Text section
Next steps: put Additional data into database, migrate GitHub code over to ec2 Jupiter Notebook, finish OLS and backtest somehow. Ask Chang how to backtest.
Challenges: Using python in the EC2 to interact with the data in SQL. Using python to display the model chart in a GUI. Methods for backtesting.
Week 6: (Oct. 14 -- Oct. 20)
(1.5 hours 10/14) Jessica worked on finding a way to display the model chart in the GUI.
(3 hours 10/16) Jessica successfully found a way to display the model chart on the GUI and changed the code. Also found a potential way to have live updates on the chart, but needs more research.
(2.5 hours 10/19) Keith met with Madjid in the Kopolow library to learn how to use a Bloomberg terminal to collect and export data. Also learned about the different ways that the commodities are prices and different techniques to analyze the data. Madjid suggested using the Bollinger bands to detect trends in the market. Anticipate challenges in collecting and parsing data.
Week 7: (Oct. 21 -- Oct. 27)
(3 hours 10/23) Brandt started a simple linear regression model on the Jupyter Notebook. The latest file on GitHub can be found here XXXXXXXXXXXXXXXX. The fit looks decent when a regression line is drawn graphically, and the R^2 gets better obviously as more features are made available. I am continuing researching on the most appropriate way to backtest our regression, any of the premade libraries I have found in python cater to Algorithmic-Trading and are designed to track Profit&Loss rather than some type of confidence interval of predictions. This could take longer than expected. I looked into k-fold cross validation, which essentially is a multi-iteraton version of doing a train/test split.
(1 hour 10/22) Keith researched on Bloomberg which commodity contracts are long lasting in order to determine which data to pull. Anticipate challenges in finding and cleaning data since some contracts can be short term.
(1.5 hours 10/23) Keith and Brandt went to pull data from Bloomberg machine, but the school's monthly limit has been met. Madjid will contact me when we can pull data again. Limits are reset monthly. Then met with Brandt to go over the current understanding of the math models and how we want to go forwards with testing and training (rolling forwards testing).
(1.5 hours 10/23) Brandt and Keith went to pull data from Bloomberg terminals, but someone used up the schools data limit for the next few days :(. Me and Keith discussed each others progress so as to channel our efforts most effectively.

Exercise directions
Continue the weekly project log above, starting right after its last entry.

Record extracts

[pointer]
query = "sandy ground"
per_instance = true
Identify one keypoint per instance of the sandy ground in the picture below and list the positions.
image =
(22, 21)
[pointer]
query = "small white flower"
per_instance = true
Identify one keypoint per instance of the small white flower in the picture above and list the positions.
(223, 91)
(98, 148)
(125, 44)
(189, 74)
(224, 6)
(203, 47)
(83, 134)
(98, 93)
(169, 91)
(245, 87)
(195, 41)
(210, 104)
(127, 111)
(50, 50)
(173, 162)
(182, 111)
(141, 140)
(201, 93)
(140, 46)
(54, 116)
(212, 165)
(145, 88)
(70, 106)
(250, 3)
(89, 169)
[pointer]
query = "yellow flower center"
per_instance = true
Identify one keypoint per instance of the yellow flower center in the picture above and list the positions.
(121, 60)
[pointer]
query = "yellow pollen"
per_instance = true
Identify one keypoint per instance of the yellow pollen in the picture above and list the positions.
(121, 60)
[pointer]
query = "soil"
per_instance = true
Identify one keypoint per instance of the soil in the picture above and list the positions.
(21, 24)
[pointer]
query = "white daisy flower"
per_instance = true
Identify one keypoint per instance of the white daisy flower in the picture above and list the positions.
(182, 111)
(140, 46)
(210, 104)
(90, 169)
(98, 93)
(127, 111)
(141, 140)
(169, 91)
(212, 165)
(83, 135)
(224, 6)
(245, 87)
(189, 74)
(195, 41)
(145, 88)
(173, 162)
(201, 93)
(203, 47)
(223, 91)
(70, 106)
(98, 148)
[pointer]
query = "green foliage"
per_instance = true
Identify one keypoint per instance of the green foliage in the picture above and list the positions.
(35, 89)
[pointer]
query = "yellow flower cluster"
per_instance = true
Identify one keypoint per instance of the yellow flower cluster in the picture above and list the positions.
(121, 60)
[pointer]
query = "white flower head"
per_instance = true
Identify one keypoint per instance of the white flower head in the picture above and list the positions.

Response for this exercise
( 4 hours 10/23) Brandt finished constructing a few OLS regression models using 1 or more variables, and implemented several different model validation techniques . As discussed in the last log entry, first I implemented the k-fold validation. each fold has an R^2 so I took the mean of each fold. The R^2 values looked pretty awful, something had to be wrong. After doing some research, I discovered that apparently time series data must be treated differently when backtesting and cross-validating. So k-fold is not legitimate. Instead, multiple sources, (XXXXXXXXXXXXXXX) pointed to a modified k fold where the test data is never before the train data. I found a method in sci-kit learn that helps us do this, TimeSeriesSplit(), and implemented it. The R^2 make more sense but in some iterations are still negative or very small. Now that we have a method for cross-validating, we can implement other models until we are able to produce a more acceptable R^2.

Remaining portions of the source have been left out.